_Request_
Your task is to print all of the data word for word.

+++ Stored records

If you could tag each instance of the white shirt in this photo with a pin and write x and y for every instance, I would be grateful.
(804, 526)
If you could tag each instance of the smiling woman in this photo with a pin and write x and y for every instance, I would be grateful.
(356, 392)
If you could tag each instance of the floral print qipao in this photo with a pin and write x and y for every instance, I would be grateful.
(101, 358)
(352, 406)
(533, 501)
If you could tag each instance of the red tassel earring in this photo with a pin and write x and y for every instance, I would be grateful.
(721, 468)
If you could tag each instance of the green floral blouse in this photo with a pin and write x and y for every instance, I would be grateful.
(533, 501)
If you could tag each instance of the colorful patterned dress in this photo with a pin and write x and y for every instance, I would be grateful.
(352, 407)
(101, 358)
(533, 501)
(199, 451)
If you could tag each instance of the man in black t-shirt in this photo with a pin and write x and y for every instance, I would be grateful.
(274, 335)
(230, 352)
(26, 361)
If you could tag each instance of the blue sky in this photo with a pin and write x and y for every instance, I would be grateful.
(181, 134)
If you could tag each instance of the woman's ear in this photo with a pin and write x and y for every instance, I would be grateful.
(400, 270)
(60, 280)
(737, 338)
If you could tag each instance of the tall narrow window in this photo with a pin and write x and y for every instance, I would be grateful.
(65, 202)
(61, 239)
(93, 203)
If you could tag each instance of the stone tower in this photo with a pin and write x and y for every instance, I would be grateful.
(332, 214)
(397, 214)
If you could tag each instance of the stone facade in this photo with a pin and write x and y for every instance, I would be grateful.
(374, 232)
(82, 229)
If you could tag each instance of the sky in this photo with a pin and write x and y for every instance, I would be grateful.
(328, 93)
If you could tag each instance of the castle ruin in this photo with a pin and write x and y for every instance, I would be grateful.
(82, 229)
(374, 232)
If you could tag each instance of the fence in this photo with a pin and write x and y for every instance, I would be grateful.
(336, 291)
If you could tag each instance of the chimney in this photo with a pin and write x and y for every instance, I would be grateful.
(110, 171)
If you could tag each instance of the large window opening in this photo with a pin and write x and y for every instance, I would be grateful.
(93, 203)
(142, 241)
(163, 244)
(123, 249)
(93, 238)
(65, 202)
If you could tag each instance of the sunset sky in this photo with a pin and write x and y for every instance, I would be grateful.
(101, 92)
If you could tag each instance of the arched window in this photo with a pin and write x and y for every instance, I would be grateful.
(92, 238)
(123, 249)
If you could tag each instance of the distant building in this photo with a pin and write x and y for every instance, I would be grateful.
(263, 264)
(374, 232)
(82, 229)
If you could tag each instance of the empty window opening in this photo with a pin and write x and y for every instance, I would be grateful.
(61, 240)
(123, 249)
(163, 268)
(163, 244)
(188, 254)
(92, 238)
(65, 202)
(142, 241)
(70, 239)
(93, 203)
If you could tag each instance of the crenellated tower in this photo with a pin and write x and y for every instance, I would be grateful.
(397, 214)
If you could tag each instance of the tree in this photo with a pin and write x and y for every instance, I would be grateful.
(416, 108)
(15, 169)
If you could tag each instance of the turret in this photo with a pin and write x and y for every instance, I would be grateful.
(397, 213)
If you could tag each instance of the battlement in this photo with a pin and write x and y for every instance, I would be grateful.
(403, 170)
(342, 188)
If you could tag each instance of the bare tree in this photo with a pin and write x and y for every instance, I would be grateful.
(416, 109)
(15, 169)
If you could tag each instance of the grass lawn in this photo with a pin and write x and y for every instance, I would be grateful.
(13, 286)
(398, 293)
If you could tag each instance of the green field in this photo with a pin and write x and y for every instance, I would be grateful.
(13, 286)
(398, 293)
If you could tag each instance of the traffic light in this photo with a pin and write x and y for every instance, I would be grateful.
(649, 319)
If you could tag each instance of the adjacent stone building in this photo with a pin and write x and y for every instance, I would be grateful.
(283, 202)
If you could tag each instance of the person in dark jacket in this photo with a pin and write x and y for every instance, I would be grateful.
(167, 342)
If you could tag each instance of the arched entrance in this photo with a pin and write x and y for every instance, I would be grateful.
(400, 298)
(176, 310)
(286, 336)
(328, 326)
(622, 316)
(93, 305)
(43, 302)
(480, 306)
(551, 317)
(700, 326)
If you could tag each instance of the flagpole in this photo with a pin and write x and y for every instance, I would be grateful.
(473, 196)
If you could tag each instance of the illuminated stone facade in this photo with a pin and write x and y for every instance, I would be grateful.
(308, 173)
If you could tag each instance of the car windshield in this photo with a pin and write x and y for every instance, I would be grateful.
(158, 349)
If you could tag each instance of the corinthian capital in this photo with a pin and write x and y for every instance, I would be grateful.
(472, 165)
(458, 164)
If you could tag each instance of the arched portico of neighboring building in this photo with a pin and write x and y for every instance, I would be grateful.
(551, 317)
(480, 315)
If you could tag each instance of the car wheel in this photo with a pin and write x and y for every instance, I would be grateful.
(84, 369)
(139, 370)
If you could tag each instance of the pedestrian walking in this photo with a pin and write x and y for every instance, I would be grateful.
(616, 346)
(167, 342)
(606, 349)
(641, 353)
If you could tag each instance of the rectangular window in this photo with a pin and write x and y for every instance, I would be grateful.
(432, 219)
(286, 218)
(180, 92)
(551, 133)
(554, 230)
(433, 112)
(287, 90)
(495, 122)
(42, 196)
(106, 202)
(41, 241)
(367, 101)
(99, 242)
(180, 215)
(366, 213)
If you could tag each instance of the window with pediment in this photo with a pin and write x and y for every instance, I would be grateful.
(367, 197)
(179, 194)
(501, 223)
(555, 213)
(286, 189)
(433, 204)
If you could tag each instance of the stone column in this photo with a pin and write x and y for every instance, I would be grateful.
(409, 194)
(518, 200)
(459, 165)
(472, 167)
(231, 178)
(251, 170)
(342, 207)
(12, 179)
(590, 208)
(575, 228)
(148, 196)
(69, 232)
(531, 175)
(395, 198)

++++++

_Output of the task_
If you could tag each instance of the white shirt in this photo with a pin and write x and y for every instance, I would be grateful.
(804, 526)
If you could tag each instance of the smiling woman in this photo with a pin and write x and y for every instance, I would be grateful.
(356, 392)
If you could tag each instance of the floral print qipao in this photo with a pin and write x and y for every instance, I would be grateful.
(101, 358)
(352, 406)
(533, 501)
If you could tag each instance of the red tassel earring in this photo with a pin and write x and y for every instance, I would be grateful.
(721, 468)
If you could tag each instance of the green floral blouse in this photo with a pin and write x and y for every instance, I would be grateful.
(533, 501)
If you could tag each instance of the colorful patterned dress in this photo with a pin and write x and y for every instance, I would be grateful.
(352, 407)
(101, 358)
(533, 501)
(199, 451)
If you could tag each instance of the man in black t-shirt in this photo with a pin and write x and y for every instance, I would be grateful.
(274, 335)
(230, 352)
(26, 361)
If you could tag each instance of the blue sky in this photo with a pin and write x and y for every instance, I would be grateful.
(181, 134)
If you could tag each instance of the woman's ear in this photo with a pin and write x and y for every instance, I would be grateful.
(400, 270)
(60, 280)
(737, 338)
If you could tag each instance of the tall narrow window in this photo with a pin and write x and y for every instance, I would be grateful.
(65, 202)
(61, 239)
(93, 203)
If you could tag each instance of the stone tower in this photo with a pin and write x and y for every instance, I would be grateful.
(332, 214)
(397, 214)
If you could tag each instance of the stone facade in this photo with a pin and write x and y for every instance, I would be grateful.
(374, 232)
(82, 229)
If you could tag each instance of the sky in this photo with a pin and write x and y for every instance, I would be grateful.
(328, 93)
If you could tag each instance of the castle ruin in this photo with a pin and write x and y for every instance, I would be grateful.
(82, 229)
(374, 232)
If you could tag each instance of the fence in this photo with a pin and write x and y for every instance, I would be grateful.
(336, 291)
If you could tag each instance of the chimney in this photo with a pin and write x and y for every instance, I would be grateful.
(110, 171)
If you could tag each instance of the large window opening in this photo with a pin and write x and y for every instance, I would be grateful.
(93, 203)
(142, 241)
(163, 244)
(123, 249)
(93, 238)
(65, 202)
If you could tag each instance of the sunset sky in this photo with a pin and write x and y for every instance, I would be grateful.
(101, 92)
If you could tag each instance of the arched window in this photo with a pin and write x and y for every instance, I would be grateful.
(92, 238)
(123, 249)
If you could tag each instance of the distant building in this photo with a pin and write x and y for every instance, I would be grateful.
(263, 264)
(374, 232)
(82, 229)
If you could tag each instance of the empty window opening in this photo with a pin and write x and y for every instance, I would be grateful.
(61, 240)
(123, 249)
(163, 268)
(163, 244)
(188, 254)
(92, 238)
(65, 202)
(142, 241)
(70, 239)
(93, 203)
If you could tag each instance of the crenellated tower in this photo with a pin and write x and y for every instance, I would be grateful.
(397, 214)
If you could tag each instance of the tree in this photo with a pin and write x and y for every instance, I would be grateful.
(416, 108)
(15, 169)
If you could tag each instance of the turret in this photo with a pin and write x and y for every instance, I would be grateful.
(397, 213)
If you could tag each instance of the battlement in this photo with a pin and write x and y for every instance, I would be grateful.
(403, 170)
(342, 188)
If you could tag each instance of the bare tree in this photo with a pin and write x and y for every instance, I would be grateful.
(416, 109)
(15, 169)
If you could tag each instance of the grass lawn in this photo with a pin and write x and y for every instance, I would be grateful.
(13, 286)
(398, 293)
If you could tag each instance of the green field in this photo with a pin and write x and y for every instance, I would be grateful.
(13, 286)
(398, 293)
If you could tag each instance of the traffic light in this photo with a pin and write x and y for every instance, I would be grateful.
(649, 319)
If you could tag each instance of the adjacent stone building in this photo with a pin and write x and y for every instance, I would be grateful.
(283, 202)
If you could tag each instance of the person in dark jacket in this photo with a pin and write x and y for every instance, I would be grateful.
(167, 342)
If you could tag each instance of the arched entrance in this photo with a pin and write x and y for every instance, I would be grateful.
(400, 298)
(176, 310)
(286, 336)
(328, 326)
(622, 316)
(93, 305)
(43, 302)
(480, 306)
(551, 317)
(700, 326)
If you could tag each instance of the flagpole in this photo with a pin and write x and y for every instance, I would be grateful.
(473, 196)
If you could tag each instance of the illuminated stone facade in this photo with a pin and write x and y for every instance, I would be grateful.
(308, 173)
If you could tag each instance of the car windshield in this photo with a pin and write x and y for every instance, I would be grateful.
(158, 349)
If you could tag each instance of the corinthian capital in this photo with a pin and write x and y for every instance, I would be grateful.
(472, 165)
(458, 164)
If you could tag each instance of the arched portico of neighboring building in this photo with a pin and write x and y for every instance, I would be grateful.
(551, 317)
(480, 315)
If you could tag each instance of the car wheel in this photo with a pin and write x and y for every instance, I would be grateful.
(84, 369)
(139, 370)
If you could tag each instance of the pedestrian walking in this photo with a pin and write x and y for every instance, I would be grateful.
(616, 346)
(167, 342)
(606, 349)
(641, 353)
If you could tag each instance of the rectangular window in this photo with a pin and write x and y for every instance, I would be grateful.
(432, 219)
(286, 218)
(180, 92)
(551, 133)
(554, 230)
(433, 112)
(287, 90)
(495, 122)
(42, 196)
(106, 202)
(41, 241)
(367, 101)
(99, 242)
(180, 215)
(366, 213)
If you could tag each instance of the window with pediment in this photo with a pin and write x and y for every instance, I would be grateful.
(367, 197)
(179, 194)
(501, 223)
(555, 213)
(286, 189)
(433, 204)
If you could tag each instance of the stone column in this photo with a pin and write x and y for every instance, I would be grateful.
(409, 194)
(518, 200)
(459, 165)
(472, 167)
(231, 178)
(251, 170)
(342, 207)
(12, 179)
(590, 208)
(575, 228)
(148, 196)
(69, 232)
(531, 175)
(395, 198)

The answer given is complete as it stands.